SHORT PROBLEM:
Find every line below that contains the string "branch", and copy each one out.

RAW RECORDS:
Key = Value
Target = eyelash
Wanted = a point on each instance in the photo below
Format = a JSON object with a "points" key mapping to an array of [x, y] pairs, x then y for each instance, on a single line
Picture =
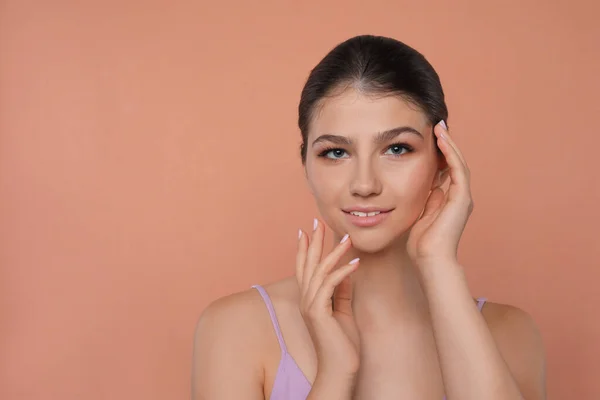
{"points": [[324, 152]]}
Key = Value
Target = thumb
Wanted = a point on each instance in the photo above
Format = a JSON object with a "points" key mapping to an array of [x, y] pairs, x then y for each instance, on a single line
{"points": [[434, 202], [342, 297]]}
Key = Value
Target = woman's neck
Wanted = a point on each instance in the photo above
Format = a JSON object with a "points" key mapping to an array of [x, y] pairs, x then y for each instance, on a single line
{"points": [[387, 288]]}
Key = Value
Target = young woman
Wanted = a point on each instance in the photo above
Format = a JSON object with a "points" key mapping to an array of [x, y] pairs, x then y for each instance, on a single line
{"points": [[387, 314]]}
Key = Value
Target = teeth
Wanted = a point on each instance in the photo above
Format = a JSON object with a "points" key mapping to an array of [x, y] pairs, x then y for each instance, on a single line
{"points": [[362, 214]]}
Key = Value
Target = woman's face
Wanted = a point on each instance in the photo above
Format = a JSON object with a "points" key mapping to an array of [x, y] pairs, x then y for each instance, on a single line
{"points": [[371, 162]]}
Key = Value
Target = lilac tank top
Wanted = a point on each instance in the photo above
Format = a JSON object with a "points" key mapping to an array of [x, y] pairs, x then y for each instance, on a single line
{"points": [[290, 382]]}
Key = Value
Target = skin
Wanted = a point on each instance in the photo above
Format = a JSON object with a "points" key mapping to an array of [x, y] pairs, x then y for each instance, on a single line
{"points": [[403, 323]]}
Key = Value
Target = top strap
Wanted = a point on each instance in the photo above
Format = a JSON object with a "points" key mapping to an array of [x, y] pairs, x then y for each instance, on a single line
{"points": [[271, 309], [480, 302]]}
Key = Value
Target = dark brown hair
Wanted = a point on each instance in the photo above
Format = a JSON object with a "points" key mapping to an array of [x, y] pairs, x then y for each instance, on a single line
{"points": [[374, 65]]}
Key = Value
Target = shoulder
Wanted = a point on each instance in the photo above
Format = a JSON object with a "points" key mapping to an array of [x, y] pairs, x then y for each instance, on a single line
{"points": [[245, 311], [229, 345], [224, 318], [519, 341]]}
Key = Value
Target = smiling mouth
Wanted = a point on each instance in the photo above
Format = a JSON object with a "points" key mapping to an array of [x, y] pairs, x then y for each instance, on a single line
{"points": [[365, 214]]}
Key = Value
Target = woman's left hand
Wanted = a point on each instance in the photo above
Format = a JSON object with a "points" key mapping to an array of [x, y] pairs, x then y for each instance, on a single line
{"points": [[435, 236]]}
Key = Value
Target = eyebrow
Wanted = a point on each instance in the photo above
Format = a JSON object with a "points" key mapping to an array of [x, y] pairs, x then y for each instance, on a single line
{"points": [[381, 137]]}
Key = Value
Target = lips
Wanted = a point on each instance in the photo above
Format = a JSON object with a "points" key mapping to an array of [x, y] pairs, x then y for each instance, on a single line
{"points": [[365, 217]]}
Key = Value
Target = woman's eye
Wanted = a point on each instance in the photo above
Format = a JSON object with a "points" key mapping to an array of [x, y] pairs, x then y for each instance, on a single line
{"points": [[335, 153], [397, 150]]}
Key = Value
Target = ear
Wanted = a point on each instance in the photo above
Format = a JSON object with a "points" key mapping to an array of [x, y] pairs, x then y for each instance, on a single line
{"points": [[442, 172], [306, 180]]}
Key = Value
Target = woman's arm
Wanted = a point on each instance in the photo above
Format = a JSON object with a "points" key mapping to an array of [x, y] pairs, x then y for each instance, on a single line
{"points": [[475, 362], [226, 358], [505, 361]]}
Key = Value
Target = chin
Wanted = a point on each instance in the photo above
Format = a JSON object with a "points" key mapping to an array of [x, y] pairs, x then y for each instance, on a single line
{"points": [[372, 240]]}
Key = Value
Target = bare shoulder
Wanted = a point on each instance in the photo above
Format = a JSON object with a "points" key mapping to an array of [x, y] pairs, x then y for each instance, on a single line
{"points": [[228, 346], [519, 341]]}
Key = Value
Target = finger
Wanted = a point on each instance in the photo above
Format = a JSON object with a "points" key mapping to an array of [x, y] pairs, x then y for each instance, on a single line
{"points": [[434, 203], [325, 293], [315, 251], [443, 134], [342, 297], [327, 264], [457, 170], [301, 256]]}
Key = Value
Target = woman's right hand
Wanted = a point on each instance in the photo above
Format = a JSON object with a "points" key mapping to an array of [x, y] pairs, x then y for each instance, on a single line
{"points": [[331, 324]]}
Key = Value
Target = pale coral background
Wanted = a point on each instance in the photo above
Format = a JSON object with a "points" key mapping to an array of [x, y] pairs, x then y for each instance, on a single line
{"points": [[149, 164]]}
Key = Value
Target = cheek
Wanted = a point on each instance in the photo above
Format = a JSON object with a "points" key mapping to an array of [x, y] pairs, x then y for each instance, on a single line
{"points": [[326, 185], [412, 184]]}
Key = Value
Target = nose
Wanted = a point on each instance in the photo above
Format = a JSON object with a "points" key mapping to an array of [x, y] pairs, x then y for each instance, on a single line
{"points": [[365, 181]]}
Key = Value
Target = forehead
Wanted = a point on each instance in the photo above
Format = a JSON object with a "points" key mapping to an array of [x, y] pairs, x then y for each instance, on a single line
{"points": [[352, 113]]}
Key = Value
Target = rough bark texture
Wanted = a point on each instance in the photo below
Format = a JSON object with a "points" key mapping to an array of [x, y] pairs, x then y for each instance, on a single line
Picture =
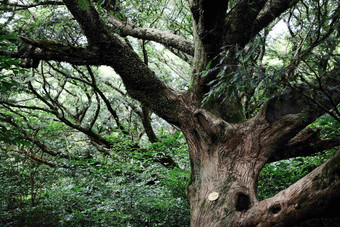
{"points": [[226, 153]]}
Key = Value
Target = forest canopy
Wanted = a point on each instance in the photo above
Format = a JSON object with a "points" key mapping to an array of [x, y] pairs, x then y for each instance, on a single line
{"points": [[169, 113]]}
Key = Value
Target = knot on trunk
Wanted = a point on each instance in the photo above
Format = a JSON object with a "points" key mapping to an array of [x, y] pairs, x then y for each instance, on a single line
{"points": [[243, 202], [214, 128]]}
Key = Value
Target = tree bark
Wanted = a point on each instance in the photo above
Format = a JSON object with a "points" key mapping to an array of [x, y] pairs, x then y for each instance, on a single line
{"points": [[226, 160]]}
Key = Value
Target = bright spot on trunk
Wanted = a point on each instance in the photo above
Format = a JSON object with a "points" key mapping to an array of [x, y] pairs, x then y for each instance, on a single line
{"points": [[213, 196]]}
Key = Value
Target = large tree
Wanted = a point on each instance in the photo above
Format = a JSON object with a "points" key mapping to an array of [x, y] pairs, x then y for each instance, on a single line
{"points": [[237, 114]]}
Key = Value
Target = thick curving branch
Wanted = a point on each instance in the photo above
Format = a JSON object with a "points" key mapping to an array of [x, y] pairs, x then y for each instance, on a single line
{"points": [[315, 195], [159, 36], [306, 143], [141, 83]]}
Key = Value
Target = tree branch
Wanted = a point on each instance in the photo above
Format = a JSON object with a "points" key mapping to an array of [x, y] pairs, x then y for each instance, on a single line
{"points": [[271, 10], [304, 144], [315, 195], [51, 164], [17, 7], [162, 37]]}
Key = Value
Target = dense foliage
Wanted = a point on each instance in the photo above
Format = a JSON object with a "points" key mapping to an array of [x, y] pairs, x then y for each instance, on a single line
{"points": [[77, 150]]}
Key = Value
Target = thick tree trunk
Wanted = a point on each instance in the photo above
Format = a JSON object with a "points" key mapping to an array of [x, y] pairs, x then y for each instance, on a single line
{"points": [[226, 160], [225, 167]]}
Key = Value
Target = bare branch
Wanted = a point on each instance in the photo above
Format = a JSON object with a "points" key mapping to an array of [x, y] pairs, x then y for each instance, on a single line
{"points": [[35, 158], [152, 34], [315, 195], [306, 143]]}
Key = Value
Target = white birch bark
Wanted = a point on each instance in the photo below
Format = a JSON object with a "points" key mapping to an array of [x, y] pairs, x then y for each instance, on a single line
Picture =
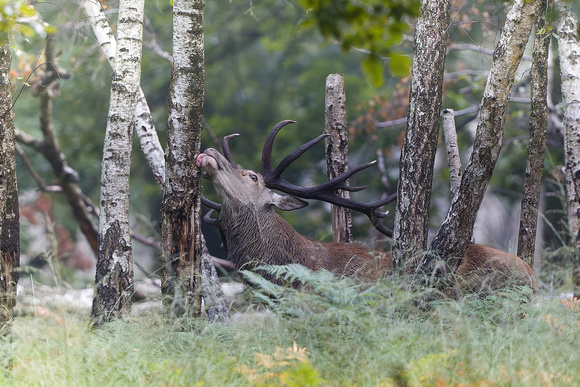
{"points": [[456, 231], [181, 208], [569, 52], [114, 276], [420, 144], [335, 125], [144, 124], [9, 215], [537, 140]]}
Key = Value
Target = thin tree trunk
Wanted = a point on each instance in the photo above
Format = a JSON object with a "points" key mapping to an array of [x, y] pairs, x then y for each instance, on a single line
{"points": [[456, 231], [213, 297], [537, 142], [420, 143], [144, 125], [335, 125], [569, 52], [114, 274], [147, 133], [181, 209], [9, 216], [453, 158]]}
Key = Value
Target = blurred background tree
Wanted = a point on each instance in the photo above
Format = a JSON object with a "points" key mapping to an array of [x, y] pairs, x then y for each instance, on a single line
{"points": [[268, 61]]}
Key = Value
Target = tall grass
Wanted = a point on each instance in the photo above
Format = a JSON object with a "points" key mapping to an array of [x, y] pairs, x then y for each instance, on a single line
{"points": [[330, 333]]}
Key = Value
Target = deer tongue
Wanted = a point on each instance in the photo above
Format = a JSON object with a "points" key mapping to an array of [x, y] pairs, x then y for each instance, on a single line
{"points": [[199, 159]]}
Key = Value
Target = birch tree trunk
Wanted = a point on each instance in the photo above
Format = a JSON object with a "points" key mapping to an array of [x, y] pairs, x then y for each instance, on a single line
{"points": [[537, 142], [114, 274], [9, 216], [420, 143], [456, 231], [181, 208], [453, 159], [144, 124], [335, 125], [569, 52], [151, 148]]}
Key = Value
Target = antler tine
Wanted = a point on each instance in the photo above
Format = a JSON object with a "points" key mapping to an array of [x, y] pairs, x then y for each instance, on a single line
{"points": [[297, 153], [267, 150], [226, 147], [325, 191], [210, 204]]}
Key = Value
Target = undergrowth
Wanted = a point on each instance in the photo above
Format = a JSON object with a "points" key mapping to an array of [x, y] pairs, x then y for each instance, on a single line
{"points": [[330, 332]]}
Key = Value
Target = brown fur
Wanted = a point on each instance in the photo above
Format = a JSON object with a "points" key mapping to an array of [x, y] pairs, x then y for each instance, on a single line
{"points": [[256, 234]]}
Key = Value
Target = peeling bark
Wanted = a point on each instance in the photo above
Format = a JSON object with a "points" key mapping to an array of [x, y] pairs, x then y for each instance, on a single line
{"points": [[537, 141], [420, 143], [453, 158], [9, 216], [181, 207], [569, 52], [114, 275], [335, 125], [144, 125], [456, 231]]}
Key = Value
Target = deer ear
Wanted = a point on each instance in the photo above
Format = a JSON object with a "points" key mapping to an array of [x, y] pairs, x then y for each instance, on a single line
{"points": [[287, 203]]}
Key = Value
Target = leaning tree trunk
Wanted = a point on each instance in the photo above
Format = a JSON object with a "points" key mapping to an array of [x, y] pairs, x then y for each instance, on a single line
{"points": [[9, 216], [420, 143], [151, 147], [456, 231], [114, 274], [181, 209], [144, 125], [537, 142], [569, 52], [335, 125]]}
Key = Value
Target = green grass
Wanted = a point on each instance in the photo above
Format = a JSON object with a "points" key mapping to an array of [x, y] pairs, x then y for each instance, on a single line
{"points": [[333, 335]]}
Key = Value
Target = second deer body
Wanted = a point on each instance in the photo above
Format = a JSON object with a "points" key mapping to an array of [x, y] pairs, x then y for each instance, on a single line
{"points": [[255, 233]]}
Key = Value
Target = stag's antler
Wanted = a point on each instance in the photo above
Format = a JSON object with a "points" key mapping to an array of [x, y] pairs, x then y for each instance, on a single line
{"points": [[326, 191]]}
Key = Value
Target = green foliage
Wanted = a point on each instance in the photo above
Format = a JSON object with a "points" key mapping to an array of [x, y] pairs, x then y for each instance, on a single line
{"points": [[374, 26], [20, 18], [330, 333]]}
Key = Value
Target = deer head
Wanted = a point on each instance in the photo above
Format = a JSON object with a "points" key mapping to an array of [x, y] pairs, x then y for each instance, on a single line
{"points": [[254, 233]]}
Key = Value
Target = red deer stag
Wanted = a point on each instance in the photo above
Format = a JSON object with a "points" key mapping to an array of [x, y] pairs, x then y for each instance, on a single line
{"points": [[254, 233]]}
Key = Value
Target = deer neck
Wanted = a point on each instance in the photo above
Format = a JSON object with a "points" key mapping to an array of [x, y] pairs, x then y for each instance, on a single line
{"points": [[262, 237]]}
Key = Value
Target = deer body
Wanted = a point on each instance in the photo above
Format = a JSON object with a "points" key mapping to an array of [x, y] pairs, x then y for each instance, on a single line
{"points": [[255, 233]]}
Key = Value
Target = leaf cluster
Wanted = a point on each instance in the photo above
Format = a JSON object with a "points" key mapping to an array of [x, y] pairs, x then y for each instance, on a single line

SOLUTION FOR THIS EXERCISE:
Target = thick curving branch
Target = tree branch
Target = bare branch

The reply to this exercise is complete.